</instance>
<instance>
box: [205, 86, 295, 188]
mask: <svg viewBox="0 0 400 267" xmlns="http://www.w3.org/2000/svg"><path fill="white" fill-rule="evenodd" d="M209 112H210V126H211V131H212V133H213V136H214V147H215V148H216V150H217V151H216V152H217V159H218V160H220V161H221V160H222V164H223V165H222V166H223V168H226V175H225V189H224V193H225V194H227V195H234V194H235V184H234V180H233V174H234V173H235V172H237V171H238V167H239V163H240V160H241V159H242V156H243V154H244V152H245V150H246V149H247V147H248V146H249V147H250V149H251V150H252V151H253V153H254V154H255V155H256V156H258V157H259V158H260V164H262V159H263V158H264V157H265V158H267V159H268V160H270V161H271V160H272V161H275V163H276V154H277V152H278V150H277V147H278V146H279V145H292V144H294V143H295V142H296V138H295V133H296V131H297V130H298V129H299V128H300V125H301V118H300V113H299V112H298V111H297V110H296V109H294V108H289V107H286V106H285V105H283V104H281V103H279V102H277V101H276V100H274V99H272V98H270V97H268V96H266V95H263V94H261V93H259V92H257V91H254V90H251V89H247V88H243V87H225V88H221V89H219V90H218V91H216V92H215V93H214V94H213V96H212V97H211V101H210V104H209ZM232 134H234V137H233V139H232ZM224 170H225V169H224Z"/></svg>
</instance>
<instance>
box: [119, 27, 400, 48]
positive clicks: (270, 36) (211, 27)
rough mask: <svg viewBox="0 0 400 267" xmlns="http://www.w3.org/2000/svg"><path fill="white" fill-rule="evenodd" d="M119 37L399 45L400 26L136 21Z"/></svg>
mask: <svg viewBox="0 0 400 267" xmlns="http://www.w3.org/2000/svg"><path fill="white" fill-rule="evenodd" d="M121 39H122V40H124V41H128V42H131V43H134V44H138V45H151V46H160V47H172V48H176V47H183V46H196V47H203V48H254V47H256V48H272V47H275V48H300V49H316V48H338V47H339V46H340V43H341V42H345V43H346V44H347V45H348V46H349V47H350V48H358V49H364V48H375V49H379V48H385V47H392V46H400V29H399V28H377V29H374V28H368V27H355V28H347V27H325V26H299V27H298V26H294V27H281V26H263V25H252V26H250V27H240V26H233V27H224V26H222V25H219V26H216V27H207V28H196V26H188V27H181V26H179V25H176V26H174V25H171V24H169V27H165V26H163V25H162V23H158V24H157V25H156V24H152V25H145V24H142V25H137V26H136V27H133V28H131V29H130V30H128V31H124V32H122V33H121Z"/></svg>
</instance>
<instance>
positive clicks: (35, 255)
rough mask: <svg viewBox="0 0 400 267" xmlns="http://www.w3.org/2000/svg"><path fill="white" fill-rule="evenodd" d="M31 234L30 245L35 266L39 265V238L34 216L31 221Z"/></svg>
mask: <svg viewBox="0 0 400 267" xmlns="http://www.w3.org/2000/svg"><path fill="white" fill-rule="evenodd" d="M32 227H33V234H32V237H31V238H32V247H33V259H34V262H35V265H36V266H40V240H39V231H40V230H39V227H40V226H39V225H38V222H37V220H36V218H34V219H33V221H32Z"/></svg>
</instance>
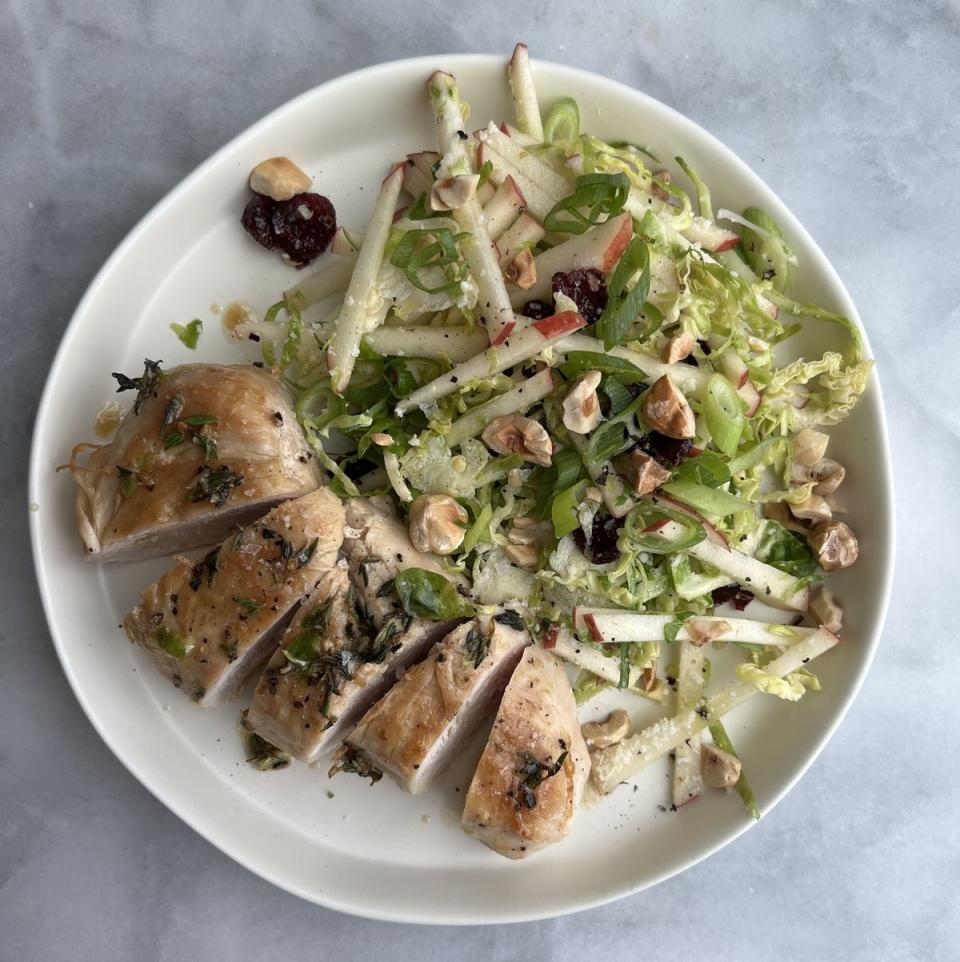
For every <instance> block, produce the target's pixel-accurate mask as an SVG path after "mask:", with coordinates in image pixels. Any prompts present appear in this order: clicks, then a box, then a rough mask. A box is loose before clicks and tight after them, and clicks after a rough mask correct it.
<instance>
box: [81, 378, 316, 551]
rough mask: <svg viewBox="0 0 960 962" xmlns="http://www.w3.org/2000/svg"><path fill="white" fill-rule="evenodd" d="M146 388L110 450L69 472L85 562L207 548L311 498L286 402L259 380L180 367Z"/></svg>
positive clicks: (311, 467)
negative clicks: (299, 500)
mask: <svg viewBox="0 0 960 962" xmlns="http://www.w3.org/2000/svg"><path fill="white" fill-rule="evenodd" d="M149 370H150V369H149V368H148V372H149ZM146 376H147V375H146V374H145V377H146ZM149 383H150V385H152V387H151V390H150V391H149V392H147V393H145V394H144V395H143V397H142V399H139V398H138V402H137V404H135V406H134V408H132V409H131V410H130V411H129V412H128V413H127V414H126V416H125V417H124V419H123V421H122V422H121V424H120V427H119V429H118V430H117V433H116V436H115V437H114V439H113V440H112V441H111V442H110V443H109V444H106V445H103V446H101V447H97V448H95V450H94V451H93V453H92V454H91V455H90V456H89V457H88V458H87V460H86V462H85V463H79V462H77V461H76V460H74V461H72V462H71V465H70V473H71V474H72V475H73V477H74V480H75V481H76V482H77V485H78V486H79V489H80V490H79V491H78V492H77V500H76V509H75V510H76V519H77V526H78V528H79V531H80V538H81V540H82V542H83V548H84V553H85V556H86V557H87V558H88V559H91V560H94V561H130V560H133V559H137V558H150V557H155V556H157V555H163V554H171V553H173V552H175V551H182V550H185V549H188V548H195V547H197V546H199V545H207V544H216V543H217V542H218V541H221V540H222V539H223V538H225V537H226V535H227V534H228V533H229V532H230V531H231V530H234V529H235V528H237V527H238V526H240V525H244V524H247V523H248V522H250V521H252V520H253V519H254V518H258V517H260V516H261V515H263V514H266V512H267V511H269V510H270V509H271V508H272V507H274V506H275V505H276V504H279V503H280V502H281V501H285V500H287V499H288V498H296V497H300V496H301V495H303V494H306V493H307V492H308V491H312V490H314V489H315V488H316V487H317V484H318V481H319V477H318V473H317V469H316V467H315V465H314V461H313V458H312V455H311V453H310V451H309V448H308V446H307V443H306V440H305V439H304V436H303V432H302V431H301V430H300V426H299V424H298V423H297V418H296V413H295V412H294V409H293V403H292V400H291V397H290V393H289V391H288V390H287V389H286V387H285V386H284V385H283V384H282V383H281V382H280V381H279V380H278V379H277V378H276V377H274V376H273V375H272V374H271V373H270V372H269V371H265V370H261V369H259V368H255V367H252V366H243V367H239V366H238V367H228V366H225V365H221V364H187V365H184V366H183V367H178V368H173V369H171V370H170V371H167V372H160V371H159V369H157V370H156V371H155V373H154V375H153V376H152V380H151V381H150V382H149ZM138 407H139V411H138ZM83 447H87V446H85V445H81V446H79V448H83ZM79 448H78V450H79Z"/></svg>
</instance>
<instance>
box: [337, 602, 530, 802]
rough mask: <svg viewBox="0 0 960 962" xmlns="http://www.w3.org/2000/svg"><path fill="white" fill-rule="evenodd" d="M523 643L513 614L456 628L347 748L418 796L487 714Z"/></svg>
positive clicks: (498, 693)
mask: <svg viewBox="0 0 960 962" xmlns="http://www.w3.org/2000/svg"><path fill="white" fill-rule="evenodd" d="M528 644H530V636H529V634H527V632H526V630H525V629H524V627H523V622H522V621H520V619H519V617H518V616H517V614H516V613H515V612H514V611H509V612H507V611H503V612H500V613H499V614H496V615H494V616H493V617H490V616H484V617H481V618H478V619H474V620H471V621H468V622H467V623H466V624H463V625H459V626H458V627H457V628H455V629H454V630H453V631H452V632H450V634H448V635H447V636H446V638H444V639H443V640H442V641H440V642H438V643H437V644H436V645H434V647H433V650H432V651H431V652H430V654H429V655H428V656H427V658H426V660H424V661H422V662H420V663H419V664H417V665H414V667H413V668H410V669H408V670H407V672H406V673H405V674H404V676H403V678H401V679H400V681H398V682H397V684H396V685H394V687H393V688H391V689H390V691H388V692H387V694H386V695H384V696H383V698H381V699H380V701H378V702H377V703H376V704H375V705H374V706H373V707H372V708H371V709H370V710H369V711H368V712H367V713H366V715H364V716H363V718H362V719H361V720H360V722H359V723H358V725H357V727H356V728H355V729H354V730H353V732H352V734H351V735H350V737H349V738H348V739H347V743H348V744H349V745H350V746H351V747H352V748H354V749H356V750H357V751H360V752H362V753H363V754H364V755H365V756H366V758H367V759H368V760H369V761H370V762H371V763H372V764H373V765H374V766H375V767H376V768H379V769H382V770H383V771H385V772H389V773H390V774H391V775H393V776H394V777H395V778H396V779H397V781H398V782H399V783H400V786H401V787H402V788H404V789H406V790H407V791H408V792H410V793H411V794H413V795H419V794H420V793H421V792H423V791H425V790H426V789H427V788H428V787H429V785H430V782H431V781H432V780H433V779H434V778H435V777H436V776H437V775H439V774H440V773H441V772H442V771H443V770H444V769H445V768H446V767H447V765H449V763H450V762H451V761H452V759H453V755H454V754H455V752H456V751H457V749H458V748H459V747H460V746H461V745H462V744H463V742H464V740H465V739H466V738H468V737H469V736H470V735H472V734H473V732H475V731H476V730H477V728H478V727H479V726H480V724H481V722H482V721H483V720H484V718H486V717H487V716H488V715H489V714H490V712H491V711H492V710H493V707H494V705H495V704H496V702H497V700H498V699H499V697H500V695H501V694H502V693H503V689H504V687H505V686H506V684H507V681H508V680H509V679H510V676H511V674H513V670H514V668H516V666H517V662H518V661H519V660H520V656H521V654H522V653H523V649H524V648H525V647H526V646H527V645H528Z"/></svg>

____

Extract the lines above, from the first one through the one containing "positive clicks: (270, 36) (211, 27)", and return only those, unchanged.

Answer section -
</instance>
<instance>
box: [205, 86, 295, 188]
mask: <svg viewBox="0 0 400 267" xmlns="http://www.w3.org/2000/svg"><path fill="white" fill-rule="evenodd" d="M209 112H210V126H211V131H212V133H213V136H214V147H215V148H216V150H217V151H216V152H217V159H218V160H220V161H221V160H222V164H223V165H222V166H223V168H226V175H225V189H224V193H225V194H227V195H234V194H235V184H234V180H233V174H234V173H235V172H237V171H238V167H239V163H240V160H241V159H242V156H243V154H244V152H245V150H246V149H247V147H248V146H249V147H250V149H251V150H252V151H253V153H254V154H255V155H256V156H258V157H259V158H260V164H262V159H263V158H264V157H265V158H267V159H268V160H270V161H271V160H272V161H275V163H276V154H277V152H278V150H277V147H278V146H279V145H292V144H294V143H295V142H296V138H295V133H296V131H297V130H298V129H299V128H300V125H301V118H300V113H299V112H298V111H297V110H296V109H294V108H289V107H286V106H285V105H283V104H281V103H279V102H277V101H276V100H274V99H272V98H270V97H268V96H266V95H263V94H261V93H259V92H257V91H254V90H251V89H247V88H243V87H225V88H221V89H219V90H218V91H216V92H215V93H214V94H213V96H212V97H211V101H210V104H209ZM232 134H234V137H233V139H232ZM224 170H225V169H224Z"/></svg>
</instance>
<instance>
box: [119, 27, 400, 48]
positive clicks: (270, 36) (211, 27)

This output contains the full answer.